### Job
Pull out every line from the entries below that contains the word "dark". Only matches in the same case count.

### Source records
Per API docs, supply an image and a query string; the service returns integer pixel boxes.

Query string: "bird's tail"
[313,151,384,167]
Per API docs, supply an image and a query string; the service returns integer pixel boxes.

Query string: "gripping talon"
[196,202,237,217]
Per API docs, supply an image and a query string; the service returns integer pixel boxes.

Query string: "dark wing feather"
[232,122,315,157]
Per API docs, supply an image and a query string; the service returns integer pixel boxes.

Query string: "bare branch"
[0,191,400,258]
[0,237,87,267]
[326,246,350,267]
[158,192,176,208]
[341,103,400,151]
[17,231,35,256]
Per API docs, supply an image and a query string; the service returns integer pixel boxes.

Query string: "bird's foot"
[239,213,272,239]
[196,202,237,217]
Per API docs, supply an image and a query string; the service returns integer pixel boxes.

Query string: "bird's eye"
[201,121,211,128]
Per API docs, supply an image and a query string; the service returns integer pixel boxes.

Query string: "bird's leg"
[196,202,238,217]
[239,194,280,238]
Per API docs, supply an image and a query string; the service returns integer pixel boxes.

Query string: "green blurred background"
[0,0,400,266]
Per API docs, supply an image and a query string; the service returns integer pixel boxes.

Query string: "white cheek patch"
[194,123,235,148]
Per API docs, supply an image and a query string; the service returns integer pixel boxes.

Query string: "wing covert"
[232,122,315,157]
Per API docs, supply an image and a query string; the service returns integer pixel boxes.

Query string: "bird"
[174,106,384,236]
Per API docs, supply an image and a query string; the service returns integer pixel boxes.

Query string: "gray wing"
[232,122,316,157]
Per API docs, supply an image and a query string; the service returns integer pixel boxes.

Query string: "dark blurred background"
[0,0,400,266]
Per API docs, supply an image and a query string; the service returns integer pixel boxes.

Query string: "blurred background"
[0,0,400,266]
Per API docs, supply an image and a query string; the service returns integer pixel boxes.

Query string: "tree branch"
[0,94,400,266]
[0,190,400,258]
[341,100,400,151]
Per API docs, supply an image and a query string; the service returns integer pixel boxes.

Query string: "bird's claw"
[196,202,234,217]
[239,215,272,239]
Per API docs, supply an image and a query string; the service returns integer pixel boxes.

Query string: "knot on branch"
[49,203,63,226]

==

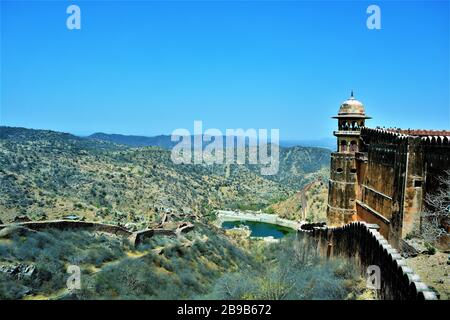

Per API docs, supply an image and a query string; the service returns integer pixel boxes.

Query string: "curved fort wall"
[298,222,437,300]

### Exercise response
Query string: "dark wing feather"
Query string: "dark blurred background"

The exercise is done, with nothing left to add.